§ **TASK PROMPT**:
Every line of the material that follows must be printed again exactly.

§ **EXTRACTED RECORDS**:
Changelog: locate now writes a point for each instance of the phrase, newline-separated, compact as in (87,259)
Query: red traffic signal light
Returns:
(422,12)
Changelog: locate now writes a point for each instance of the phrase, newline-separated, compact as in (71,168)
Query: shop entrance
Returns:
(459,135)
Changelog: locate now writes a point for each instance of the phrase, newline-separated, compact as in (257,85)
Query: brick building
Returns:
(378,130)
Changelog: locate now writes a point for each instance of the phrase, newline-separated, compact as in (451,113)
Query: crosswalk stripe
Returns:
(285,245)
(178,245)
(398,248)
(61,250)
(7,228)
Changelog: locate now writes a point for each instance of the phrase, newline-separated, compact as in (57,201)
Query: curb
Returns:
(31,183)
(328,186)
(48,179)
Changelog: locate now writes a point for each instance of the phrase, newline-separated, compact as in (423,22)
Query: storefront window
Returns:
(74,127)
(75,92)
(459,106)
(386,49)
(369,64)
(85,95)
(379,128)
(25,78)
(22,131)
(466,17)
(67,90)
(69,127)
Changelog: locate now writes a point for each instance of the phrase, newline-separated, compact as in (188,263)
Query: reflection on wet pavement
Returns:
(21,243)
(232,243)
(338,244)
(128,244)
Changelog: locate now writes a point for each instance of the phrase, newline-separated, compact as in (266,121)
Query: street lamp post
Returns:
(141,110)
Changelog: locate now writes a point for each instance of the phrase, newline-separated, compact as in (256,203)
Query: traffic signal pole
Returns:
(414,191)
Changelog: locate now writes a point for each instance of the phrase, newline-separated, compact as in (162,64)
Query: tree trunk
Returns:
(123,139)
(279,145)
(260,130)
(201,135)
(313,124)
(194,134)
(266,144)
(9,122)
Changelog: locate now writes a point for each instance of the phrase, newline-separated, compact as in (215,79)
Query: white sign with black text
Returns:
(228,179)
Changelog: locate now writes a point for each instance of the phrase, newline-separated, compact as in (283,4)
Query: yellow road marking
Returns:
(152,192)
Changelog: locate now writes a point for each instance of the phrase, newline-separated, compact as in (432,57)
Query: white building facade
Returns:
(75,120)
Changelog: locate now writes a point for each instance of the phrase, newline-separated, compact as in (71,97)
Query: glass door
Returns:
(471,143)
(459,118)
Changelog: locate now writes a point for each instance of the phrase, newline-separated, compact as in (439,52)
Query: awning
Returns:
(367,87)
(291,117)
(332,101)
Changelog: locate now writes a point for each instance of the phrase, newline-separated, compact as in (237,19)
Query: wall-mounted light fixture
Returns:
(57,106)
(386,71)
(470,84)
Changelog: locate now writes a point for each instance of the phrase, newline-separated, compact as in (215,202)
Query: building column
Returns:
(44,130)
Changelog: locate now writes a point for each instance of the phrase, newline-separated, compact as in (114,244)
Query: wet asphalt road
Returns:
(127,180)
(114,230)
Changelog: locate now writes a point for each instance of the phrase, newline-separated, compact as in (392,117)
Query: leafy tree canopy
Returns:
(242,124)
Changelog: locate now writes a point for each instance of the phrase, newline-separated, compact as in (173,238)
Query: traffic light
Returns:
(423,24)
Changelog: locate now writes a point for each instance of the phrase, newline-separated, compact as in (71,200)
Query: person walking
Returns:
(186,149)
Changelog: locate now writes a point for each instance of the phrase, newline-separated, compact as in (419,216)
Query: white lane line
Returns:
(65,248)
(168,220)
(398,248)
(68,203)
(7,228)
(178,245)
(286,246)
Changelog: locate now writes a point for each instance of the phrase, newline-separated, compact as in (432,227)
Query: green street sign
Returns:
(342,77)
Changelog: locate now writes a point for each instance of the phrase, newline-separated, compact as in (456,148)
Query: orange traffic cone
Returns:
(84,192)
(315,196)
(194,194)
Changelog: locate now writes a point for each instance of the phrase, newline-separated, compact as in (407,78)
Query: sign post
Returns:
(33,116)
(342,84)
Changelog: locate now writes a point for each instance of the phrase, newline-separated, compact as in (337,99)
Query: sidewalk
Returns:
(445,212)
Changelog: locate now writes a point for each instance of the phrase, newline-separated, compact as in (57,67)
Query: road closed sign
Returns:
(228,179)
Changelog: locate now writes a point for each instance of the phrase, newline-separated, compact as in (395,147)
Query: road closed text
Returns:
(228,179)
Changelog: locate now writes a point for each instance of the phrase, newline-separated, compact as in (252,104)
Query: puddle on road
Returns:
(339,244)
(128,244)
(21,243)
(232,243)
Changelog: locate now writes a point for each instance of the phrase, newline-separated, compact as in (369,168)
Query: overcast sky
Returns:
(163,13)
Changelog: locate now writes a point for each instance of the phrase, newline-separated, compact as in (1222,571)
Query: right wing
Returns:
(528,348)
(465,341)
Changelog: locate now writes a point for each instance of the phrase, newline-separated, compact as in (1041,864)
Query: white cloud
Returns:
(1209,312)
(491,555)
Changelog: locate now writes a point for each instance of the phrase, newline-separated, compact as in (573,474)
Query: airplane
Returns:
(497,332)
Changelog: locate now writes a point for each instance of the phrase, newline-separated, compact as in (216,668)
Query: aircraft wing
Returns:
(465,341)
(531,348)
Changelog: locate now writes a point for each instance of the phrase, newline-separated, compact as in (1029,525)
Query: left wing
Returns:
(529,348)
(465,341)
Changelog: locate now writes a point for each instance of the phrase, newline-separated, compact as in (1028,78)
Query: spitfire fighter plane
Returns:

§ **TASK OUTPUT**:
Changelog: locate now writes a point for each instance of the phrase, newline-separated, compact as in (87,259)
Query: red traffic signal light
Returns:
(422,12)
Changelog: locate now writes a point for each instance of the phrase, newline-separated, compact as in (71,168)
Query: shop entrance
Returns:
(459,135)
Changelog: locate now writes a point for each instance of the phrase, newline-separated, compact as in (257,85)
Query: brick building
Returns:
(378,130)
Changelog: locate now writes a point for each instance of the phrase, newline-separated, compact as in (451,113)
Query: crosswalk stripe
Returns:
(285,245)
(178,245)
(398,248)
(61,250)
(7,228)
Changelog: locate now writes a point for each instance of the phrase, newline-separated, compact as in (57,201)
Query: curb
Returns:
(31,183)
(328,186)
(48,179)
Changelog: locate now writes a point for each instance of the phrase, newline-separated, compact as in (423,22)
Query: storefront window
Returns:
(74,127)
(75,92)
(459,106)
(386,49)
(369,64)
(85,95)
(379,128)
(25,78)
(22,131)
(466,17)
(67,90)
(69,127)
Changelog: locate now writes a point for each instance of the phrase, newline-separated, compact as in (188,263)
Query: reflection on wet pavement
Returns:
(21,243)
(232,243)
(338,244)
(128,244)
Changelog: locate now writes a point for each instance of the phrase, newline-separated, compact as in (266,121)
Query: street lamp post
Returns:
(141,110)
Changelog: locate now writes a point for each instance of the phrase, newline-separated, compact as in (256,203)
Query: traffic signal pole
Returns:
(414,191)
Changelog: locate now writes a point for each instance of the phrase, newline-separated, compact as in (162,64)
Query: tree trunk
Returns:
(123,139)
(279,145)
(260,130)
(201,135)
(313,124)
(194,134)
(266,144)
(9,122)
Changelog: locate now writes a point for each instance of the phrase, newline-separated, compact as in (215,79)
Query: white sign with black text
Returns:
(228,179)
Changelog: locate now writes a point for each instance of the phrase, newline-separated, compact as in (283,4)
Query: yellow road marking
Returns:
(152,192)
Changelog: locate now writes a point for each instance of the phrase, newline-separated, compact as in (432,57)
Query: white building facade
Returns:
(75,120)
Changelog: locate now writes a point for each instance of the phrase, newline-separated, compact as in (71,97)
Query: glass door
Returns:
(471,143)
(459,118)
Changelog: locate now writes a point for each instance of the phrase, newline-separated, compact as in (439,52)
Query: awning
Returns:
(367,87)
(291,117)
(332,101)
Changelog: locate now writes a point for each instance of the phrase, newline-separated, compact as in (237,19)
Query: wall-mounted light fixture
Returns:
(57,106)
(386,71)
(470,84)
Changelog: locate now writes a point for each instance of the phrase, newline-separated, compact as in (215,202)
Query: building column
Returns:
(44,130)
Changelog: locate now writes a point for each instance of the phrase, newline-separated, compact as in (114,244)
Query: wet asphalt road
Returns:
(127,180)
(114,230)
Changelog: locate now writes a point for each instance of the phrase, newline-separated, compact as in (392,117)
Query: leafy tree canopy
Returns:
(242,124)
Changelog: locate now writes a point for each instance of the phrase, newline-separated, compact as in (173,238)
Query: traffic light
Returns:
(423,24)
Changelog: locate now writes a point for each instance of the phrase, newline-separated, compact as in (71,200)
Query: person walking
Returns:
(186,149)
Changelog: locate now writes a point for each instance of the phrase, newline-separated, compact as in (419,216)
Query: white lane line
Returns:
(65,248)
(168,220)
(398,248)
(68,203)
(7,228)
(178,245)
(286,246)
Changelog: locate now writes a point for each instance of the phrase, newline-separated, compact as in (432,227)
Query: green street sign
Returns:
(342,77)
Changelog: locate now writes a point for each instance of the phrase, newline-separated, compact as in (456,148)
Query: orange traffic cone
Returns:
(84,192)
(315,196)
(194,194)
Changelog: locate now writes a point for each instance of the phrase, newline-separated, compact as in (407,78)
Query: sign post
Returns:
(33,116)
(342,84)
Changelog: locate now writes a point for each instance of the phrase, newline-separated, compact as in (337,99)
Query: sidewalk
Returns:
(445,212)
Changelog: locate now writes a point for each instance of the phrase, newline-separated, compact as in (57,67)
Query: road closed sign
Returns:
(228,179)
Changelog: locate now writes a point for each instance of the phrase, newline-separated, compact as in (395,147)
Query: road closed text
Returns:
(228,179)
Changelog: locate now writes a point for each instance of the phrase, newline-separated, compact as in (252,104)
Query: puddle on road
Returns:
(339,244)
(128,244)
(21,243)
(232,243)
Changelog: locate now writes a point for each instance of the phrase, newline-separated, compact as in (369,168)
Query: overcast sky
Returns:
(163,13)
Changelog: locate now writes a point for each instance of the phrase, newline-separated, compact as in (1222,571)
Query: right wing
Returns:
(528,348)
(465,341)
Changelog: locate now writes a point for each instance of the phrase, newline-separated, compact as in (1041,864)
Query: white cloud
Returns:
(1209,312)
(491,555)
Changelog: locate now writes a point for each instance of the phrase, newline-separated, compact as in (573,474)
Query: airplane
Returns:
(497,332)
Changelog: locate now writes a point for each instance of the phrase, newline-separated, compact as in (216,668)
Query: aircraft wing
Returns:
(465,341)
(531,348)
Changelog: locate now writes a point for each instance of the phrase, newline-separated, compact as in (1029,525)
Query: left wing
Returns:
(529,348)
(465,341)
Changelog: locate now writes a point for each instance of the phrase, newline-separated, compact as in (1028,78)
Query: spitfire fighter plane
Returns:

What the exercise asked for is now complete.